··· Excerpted data ···
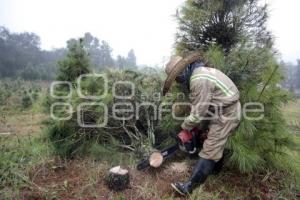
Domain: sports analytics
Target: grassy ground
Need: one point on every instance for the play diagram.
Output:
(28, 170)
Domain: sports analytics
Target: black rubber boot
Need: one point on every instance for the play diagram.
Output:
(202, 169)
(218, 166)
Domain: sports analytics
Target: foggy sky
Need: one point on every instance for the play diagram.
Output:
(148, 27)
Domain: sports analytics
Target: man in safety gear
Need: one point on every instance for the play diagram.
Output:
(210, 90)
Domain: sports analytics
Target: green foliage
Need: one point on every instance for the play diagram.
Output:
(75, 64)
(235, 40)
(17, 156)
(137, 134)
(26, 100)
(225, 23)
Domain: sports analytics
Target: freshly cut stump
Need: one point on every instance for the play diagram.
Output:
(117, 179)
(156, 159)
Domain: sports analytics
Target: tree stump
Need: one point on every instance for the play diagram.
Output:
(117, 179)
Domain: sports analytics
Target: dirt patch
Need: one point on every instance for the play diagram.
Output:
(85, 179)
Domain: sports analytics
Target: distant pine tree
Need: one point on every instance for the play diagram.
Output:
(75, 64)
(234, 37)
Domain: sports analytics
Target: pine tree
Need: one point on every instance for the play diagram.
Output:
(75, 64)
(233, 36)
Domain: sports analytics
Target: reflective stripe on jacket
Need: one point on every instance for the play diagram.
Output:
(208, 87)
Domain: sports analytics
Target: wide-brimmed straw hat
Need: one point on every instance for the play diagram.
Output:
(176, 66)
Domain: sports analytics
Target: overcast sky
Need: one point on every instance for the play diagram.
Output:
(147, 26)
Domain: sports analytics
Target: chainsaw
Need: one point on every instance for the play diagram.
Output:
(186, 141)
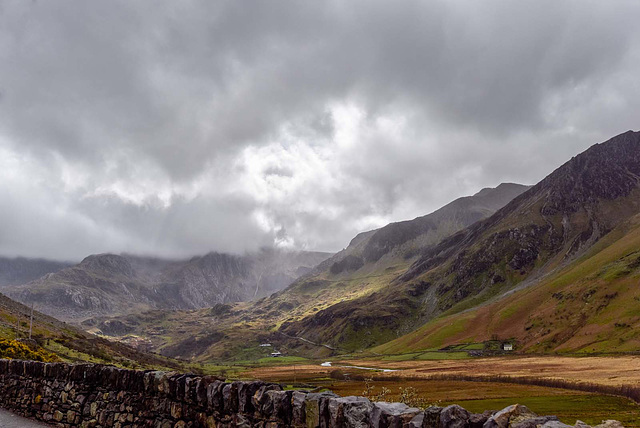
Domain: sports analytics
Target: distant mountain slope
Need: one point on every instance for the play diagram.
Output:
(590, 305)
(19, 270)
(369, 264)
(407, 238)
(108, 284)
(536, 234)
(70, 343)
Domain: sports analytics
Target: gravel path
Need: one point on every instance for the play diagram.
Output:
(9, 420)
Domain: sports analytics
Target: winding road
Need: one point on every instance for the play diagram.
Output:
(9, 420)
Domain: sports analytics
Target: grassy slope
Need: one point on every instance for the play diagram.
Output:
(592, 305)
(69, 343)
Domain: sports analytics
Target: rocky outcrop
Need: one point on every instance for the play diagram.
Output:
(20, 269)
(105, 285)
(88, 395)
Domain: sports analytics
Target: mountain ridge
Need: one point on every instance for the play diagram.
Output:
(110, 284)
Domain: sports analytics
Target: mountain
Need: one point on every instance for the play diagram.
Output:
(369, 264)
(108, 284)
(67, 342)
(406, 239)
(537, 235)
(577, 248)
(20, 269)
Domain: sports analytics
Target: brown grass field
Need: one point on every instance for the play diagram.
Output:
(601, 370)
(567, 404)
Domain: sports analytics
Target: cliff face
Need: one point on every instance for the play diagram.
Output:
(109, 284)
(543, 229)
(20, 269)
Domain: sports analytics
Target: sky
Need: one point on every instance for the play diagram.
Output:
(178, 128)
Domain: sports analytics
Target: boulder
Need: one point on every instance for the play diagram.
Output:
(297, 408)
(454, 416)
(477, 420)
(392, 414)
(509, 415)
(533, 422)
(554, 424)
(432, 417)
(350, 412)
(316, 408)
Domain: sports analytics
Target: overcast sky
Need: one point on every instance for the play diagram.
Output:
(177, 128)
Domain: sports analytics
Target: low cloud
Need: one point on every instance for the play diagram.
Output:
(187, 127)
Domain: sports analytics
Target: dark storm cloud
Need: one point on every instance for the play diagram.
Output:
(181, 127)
···
··· Excerpted data ···
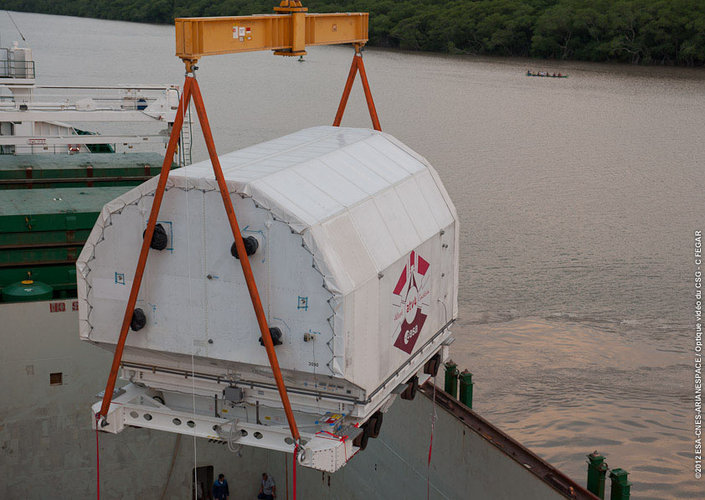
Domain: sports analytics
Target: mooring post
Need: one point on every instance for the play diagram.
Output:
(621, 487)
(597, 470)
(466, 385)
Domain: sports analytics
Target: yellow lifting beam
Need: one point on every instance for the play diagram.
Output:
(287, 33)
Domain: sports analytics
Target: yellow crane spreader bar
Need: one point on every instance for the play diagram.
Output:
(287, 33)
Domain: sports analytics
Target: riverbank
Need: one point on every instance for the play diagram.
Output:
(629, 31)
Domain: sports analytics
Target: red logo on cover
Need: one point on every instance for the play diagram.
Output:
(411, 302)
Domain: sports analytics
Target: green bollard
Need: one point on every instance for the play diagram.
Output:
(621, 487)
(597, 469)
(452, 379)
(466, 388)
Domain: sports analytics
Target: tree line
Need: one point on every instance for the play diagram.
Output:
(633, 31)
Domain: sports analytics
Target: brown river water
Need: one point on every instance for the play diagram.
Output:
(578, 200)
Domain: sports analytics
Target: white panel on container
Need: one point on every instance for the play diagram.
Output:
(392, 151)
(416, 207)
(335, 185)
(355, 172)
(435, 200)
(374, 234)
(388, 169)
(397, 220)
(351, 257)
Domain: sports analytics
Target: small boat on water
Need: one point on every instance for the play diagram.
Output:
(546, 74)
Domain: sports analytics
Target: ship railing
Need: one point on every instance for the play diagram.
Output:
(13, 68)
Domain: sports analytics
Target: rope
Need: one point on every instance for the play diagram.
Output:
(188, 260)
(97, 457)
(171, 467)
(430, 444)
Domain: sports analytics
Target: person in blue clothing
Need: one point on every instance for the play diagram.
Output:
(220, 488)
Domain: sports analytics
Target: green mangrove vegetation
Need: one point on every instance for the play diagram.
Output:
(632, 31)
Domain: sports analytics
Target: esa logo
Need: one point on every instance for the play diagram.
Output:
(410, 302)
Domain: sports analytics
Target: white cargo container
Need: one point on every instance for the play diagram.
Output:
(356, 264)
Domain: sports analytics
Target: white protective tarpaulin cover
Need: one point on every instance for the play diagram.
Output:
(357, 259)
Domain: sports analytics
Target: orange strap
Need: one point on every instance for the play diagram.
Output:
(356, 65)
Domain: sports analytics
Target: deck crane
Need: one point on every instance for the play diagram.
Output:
···
··· Excerpted data ···
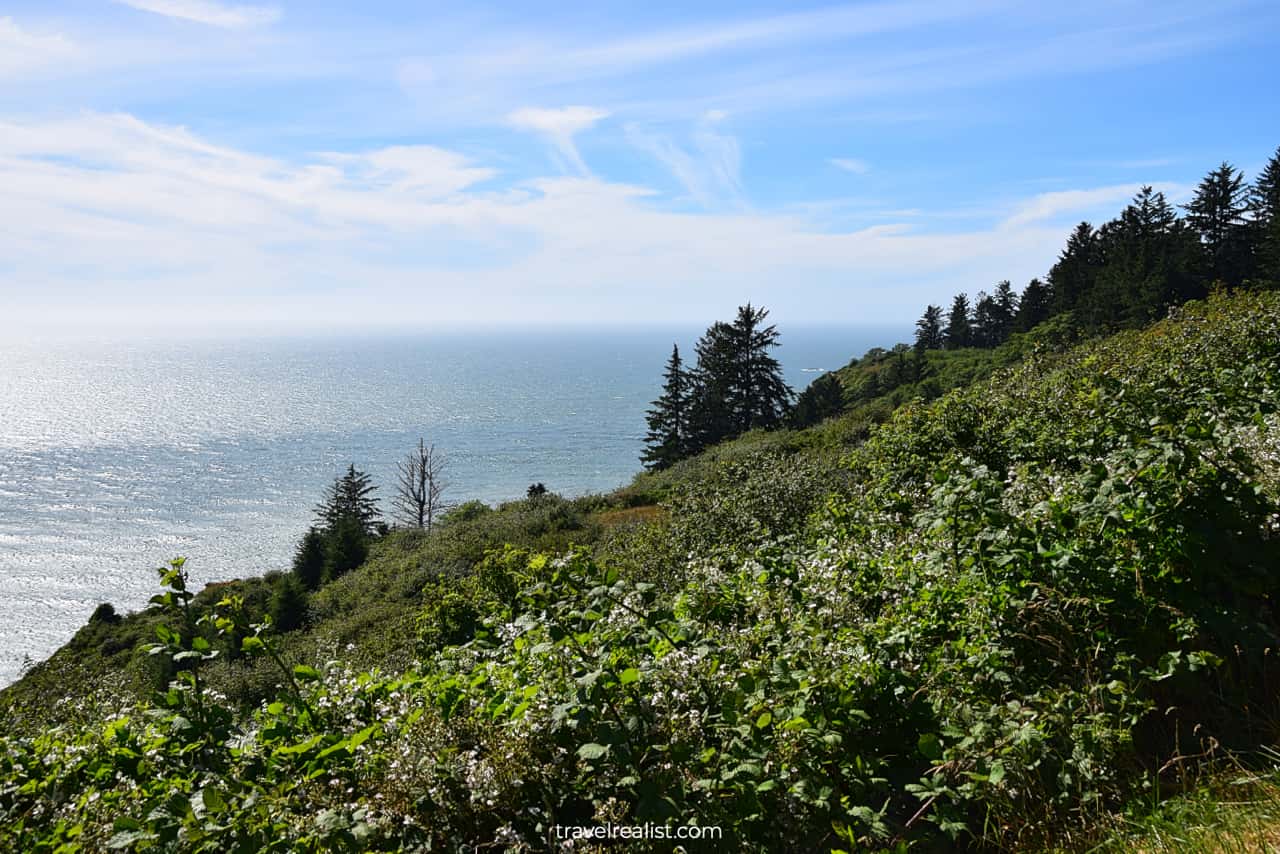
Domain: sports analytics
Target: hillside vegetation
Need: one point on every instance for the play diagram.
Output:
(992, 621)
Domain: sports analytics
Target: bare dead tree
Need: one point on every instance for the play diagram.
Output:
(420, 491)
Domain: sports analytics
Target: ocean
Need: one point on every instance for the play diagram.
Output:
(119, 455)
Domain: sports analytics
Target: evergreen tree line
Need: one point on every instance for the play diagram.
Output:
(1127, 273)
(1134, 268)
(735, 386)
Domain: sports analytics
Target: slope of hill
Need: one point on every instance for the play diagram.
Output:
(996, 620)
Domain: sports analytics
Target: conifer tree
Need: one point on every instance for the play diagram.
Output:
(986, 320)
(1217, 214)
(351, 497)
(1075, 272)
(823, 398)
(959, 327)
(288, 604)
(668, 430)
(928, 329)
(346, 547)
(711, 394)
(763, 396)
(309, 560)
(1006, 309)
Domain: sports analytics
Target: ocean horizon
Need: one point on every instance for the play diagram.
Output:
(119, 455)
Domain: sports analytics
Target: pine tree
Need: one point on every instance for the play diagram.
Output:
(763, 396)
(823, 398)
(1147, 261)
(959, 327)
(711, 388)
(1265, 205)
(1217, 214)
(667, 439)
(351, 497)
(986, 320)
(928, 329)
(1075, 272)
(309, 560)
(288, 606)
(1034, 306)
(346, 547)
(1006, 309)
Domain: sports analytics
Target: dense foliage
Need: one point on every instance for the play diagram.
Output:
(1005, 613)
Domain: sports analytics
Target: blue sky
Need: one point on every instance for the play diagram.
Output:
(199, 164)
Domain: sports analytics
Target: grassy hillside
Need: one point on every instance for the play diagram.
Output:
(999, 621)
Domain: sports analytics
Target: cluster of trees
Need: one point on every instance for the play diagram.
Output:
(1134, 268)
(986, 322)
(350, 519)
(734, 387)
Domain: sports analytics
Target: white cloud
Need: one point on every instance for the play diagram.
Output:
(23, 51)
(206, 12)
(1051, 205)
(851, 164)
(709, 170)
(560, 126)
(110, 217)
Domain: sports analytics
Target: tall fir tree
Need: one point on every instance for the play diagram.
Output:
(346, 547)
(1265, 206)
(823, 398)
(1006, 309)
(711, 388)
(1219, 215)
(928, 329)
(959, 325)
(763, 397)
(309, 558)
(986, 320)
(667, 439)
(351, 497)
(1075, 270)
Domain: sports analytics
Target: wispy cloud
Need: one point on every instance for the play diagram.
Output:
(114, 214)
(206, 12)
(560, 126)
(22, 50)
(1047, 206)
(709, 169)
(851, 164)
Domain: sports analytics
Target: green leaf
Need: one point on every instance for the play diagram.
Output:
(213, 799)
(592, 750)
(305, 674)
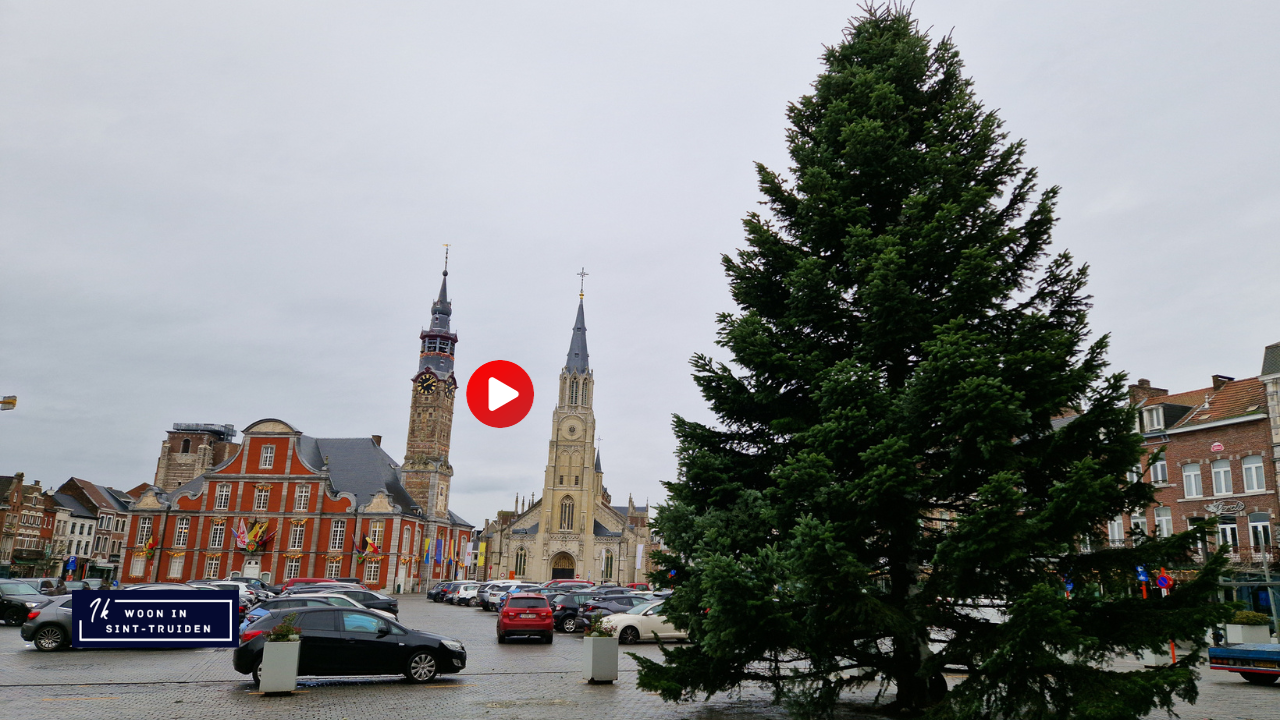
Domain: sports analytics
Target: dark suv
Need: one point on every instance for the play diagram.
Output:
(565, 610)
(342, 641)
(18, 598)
···
= Task brief =
In the lines above, find the word "distant" and copy each line that contains it.

= Output of the exercise =
Target: distant pine tree
Target: distant mountain slope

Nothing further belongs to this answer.